* START INFORMATION SUPPLIED *

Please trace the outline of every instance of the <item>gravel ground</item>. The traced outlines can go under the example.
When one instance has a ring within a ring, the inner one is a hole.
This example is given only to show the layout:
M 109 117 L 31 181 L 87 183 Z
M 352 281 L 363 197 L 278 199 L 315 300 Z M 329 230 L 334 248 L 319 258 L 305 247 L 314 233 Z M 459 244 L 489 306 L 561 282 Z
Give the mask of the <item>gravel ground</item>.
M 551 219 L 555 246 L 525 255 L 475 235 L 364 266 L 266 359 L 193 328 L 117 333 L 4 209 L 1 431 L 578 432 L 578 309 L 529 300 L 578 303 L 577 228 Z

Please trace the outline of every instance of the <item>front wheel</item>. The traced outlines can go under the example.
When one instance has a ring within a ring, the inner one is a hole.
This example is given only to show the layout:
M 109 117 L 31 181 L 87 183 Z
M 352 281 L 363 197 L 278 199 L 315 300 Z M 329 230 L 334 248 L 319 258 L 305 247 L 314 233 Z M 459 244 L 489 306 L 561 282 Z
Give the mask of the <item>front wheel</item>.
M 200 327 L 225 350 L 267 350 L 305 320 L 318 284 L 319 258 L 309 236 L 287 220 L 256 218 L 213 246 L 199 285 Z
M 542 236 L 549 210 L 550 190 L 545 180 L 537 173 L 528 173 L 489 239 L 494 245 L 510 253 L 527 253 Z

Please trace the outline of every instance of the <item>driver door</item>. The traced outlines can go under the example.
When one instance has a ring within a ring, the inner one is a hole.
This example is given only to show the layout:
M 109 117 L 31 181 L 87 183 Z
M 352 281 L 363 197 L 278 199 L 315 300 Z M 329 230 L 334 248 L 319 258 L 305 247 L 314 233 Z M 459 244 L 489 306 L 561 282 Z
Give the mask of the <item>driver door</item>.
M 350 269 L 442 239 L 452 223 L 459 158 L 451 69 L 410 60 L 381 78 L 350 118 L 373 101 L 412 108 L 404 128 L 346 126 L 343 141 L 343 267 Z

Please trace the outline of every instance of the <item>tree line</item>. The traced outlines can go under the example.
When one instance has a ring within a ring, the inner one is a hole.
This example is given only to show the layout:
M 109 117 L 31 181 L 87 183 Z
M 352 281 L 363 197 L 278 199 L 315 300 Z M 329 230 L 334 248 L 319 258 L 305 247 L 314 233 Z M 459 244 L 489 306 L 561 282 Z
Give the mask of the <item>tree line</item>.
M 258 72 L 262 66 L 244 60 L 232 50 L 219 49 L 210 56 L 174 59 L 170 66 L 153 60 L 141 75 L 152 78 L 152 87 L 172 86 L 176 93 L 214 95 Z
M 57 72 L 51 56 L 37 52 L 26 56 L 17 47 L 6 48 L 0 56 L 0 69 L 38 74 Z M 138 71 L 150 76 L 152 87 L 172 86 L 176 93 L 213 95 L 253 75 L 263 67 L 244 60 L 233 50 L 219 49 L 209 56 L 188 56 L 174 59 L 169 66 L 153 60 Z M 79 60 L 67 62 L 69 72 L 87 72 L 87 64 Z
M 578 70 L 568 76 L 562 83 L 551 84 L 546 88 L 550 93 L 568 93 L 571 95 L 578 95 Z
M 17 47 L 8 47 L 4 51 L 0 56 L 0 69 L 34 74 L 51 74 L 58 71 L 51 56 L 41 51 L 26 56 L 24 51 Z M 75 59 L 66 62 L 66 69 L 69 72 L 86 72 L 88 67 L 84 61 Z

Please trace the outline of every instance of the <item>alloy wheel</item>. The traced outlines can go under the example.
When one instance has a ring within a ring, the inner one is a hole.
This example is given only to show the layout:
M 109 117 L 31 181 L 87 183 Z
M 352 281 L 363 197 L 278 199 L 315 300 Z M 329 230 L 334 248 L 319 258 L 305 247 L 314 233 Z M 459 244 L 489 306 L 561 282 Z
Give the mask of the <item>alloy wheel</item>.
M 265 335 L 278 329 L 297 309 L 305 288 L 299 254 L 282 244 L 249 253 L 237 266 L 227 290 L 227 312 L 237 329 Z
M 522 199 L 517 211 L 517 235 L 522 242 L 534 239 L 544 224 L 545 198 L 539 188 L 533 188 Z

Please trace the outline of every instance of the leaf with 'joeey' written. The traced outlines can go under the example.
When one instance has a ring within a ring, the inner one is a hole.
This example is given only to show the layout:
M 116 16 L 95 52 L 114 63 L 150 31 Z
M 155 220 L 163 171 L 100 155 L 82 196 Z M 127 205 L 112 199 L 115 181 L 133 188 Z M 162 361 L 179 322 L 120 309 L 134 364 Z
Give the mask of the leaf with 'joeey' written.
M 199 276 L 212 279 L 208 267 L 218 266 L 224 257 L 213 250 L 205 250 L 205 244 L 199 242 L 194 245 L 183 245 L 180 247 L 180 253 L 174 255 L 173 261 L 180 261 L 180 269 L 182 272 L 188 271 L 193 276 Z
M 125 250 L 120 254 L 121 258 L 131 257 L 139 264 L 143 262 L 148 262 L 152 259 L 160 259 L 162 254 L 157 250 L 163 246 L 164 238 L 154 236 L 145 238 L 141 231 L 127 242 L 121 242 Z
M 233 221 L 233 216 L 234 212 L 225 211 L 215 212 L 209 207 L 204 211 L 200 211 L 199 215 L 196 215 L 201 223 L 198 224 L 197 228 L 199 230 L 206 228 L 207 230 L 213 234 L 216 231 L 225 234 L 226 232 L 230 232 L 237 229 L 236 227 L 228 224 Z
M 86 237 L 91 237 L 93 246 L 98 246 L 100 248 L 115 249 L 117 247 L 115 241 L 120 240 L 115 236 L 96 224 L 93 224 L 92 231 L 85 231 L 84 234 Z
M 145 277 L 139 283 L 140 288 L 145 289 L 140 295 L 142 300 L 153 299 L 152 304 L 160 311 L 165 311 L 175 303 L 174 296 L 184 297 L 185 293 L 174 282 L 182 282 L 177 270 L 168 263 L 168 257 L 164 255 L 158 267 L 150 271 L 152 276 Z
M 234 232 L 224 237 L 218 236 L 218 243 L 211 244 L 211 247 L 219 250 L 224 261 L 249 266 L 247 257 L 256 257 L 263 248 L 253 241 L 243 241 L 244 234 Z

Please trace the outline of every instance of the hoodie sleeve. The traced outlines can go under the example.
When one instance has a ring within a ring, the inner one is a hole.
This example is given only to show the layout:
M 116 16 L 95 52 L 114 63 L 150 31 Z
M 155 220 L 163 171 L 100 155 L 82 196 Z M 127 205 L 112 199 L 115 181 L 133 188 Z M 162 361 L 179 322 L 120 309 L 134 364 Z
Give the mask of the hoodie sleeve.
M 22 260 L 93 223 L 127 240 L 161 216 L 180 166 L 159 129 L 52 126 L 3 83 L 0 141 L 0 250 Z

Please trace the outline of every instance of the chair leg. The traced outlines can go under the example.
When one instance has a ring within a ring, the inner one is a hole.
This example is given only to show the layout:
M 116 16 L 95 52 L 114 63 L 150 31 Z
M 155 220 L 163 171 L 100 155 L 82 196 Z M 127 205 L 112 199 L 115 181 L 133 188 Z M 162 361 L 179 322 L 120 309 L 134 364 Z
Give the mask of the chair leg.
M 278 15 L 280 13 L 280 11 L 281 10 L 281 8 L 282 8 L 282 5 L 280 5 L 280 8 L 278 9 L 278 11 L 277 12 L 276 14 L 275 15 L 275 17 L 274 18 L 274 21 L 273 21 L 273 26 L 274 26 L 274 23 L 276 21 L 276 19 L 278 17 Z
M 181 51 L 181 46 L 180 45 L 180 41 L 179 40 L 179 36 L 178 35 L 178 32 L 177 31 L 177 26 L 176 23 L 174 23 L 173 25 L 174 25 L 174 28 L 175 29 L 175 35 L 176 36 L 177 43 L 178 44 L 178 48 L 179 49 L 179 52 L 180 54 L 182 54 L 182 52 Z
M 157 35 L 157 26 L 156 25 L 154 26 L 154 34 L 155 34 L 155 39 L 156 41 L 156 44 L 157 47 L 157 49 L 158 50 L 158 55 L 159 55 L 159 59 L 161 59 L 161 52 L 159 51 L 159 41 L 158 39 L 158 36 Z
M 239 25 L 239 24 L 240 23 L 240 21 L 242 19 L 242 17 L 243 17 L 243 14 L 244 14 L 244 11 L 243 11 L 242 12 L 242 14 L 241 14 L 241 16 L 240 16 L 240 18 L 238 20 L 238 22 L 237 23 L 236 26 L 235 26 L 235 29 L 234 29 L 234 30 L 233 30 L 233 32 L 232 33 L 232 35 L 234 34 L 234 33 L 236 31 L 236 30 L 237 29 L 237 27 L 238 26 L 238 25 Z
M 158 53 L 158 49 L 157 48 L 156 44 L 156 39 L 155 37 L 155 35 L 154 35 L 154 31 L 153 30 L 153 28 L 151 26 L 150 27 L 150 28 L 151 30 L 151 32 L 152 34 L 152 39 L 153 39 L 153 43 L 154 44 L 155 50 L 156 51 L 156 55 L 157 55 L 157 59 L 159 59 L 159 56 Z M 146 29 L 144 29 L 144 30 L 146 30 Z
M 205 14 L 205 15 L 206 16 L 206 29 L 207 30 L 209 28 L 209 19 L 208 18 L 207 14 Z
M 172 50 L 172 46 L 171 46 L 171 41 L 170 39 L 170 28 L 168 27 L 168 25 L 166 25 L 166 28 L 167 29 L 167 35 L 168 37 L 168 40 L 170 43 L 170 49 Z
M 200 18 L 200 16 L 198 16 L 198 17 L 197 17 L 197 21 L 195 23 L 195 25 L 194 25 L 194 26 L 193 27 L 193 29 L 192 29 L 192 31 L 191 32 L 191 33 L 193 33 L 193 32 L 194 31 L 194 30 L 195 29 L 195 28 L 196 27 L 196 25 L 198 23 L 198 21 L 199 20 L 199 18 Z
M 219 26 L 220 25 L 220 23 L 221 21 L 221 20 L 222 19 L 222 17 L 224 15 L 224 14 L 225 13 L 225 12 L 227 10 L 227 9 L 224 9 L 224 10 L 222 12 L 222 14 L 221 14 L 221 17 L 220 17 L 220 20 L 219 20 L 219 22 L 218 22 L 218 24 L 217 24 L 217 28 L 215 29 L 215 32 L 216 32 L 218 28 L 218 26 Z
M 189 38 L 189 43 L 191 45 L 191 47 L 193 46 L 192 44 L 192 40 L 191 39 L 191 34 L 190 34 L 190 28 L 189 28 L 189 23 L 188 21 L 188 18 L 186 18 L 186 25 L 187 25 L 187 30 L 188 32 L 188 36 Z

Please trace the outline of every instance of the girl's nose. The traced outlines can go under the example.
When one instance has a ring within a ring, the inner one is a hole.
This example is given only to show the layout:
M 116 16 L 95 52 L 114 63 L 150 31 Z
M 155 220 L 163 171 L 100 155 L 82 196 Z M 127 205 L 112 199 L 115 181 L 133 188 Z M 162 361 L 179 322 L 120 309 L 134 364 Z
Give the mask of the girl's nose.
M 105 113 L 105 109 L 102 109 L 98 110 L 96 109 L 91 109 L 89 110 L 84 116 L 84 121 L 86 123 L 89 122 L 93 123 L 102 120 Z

* END INFORMATION SUPPLIED *

§ **TASK TO COMPLETE**
Your task is to output exactly the lines running from the one with "Please trace the outline of every instance of the girl's" through the final line of the material above, with both ends included.

§ **RESULT BELOW**
Please trace the outline of every instance of the girl's nose. The traced outlines can go under the example.
When one instance has a ring within a ring, the inner one is a hole.
This example is given only to show the layout:
M 116 16 L 95 52 L 114 63 L 150 31 Z
M 155 220 L 163 171 L 100 155 L 82 196 Z M 127 205 L 112 199 L 115 181 L 133 188 Z M 162 361 L 179 322 L 120 309 L 134 364 Z
Give the mask of the girl's nose.
M 105 113 L 105 109 L 102 109 L 98 110 L 96 109 L 91 109 L 89 110 L 84 116 L 84 121 L 86 123 L 89 122 L 93 123 L 102 120 Z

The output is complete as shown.